>> begin Supplied data

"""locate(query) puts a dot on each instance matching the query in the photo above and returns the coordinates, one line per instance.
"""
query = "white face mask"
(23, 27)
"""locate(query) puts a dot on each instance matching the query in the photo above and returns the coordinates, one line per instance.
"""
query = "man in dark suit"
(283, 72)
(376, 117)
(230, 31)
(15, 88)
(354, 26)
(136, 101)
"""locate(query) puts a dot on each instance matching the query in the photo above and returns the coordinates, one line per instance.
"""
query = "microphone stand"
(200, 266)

>> end Supplied data
>> begin Supplied data

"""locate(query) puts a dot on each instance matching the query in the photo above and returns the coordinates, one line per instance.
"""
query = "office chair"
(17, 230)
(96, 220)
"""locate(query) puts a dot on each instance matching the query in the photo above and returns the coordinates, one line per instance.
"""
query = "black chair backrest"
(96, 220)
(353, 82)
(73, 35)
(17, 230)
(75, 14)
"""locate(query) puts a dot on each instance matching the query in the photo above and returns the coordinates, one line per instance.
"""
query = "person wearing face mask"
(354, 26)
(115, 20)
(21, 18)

>> end Supplied data

* _Your goal_
Count the lines above that contain the string "chair". Give only the number.

* _Solution to this exercise_
2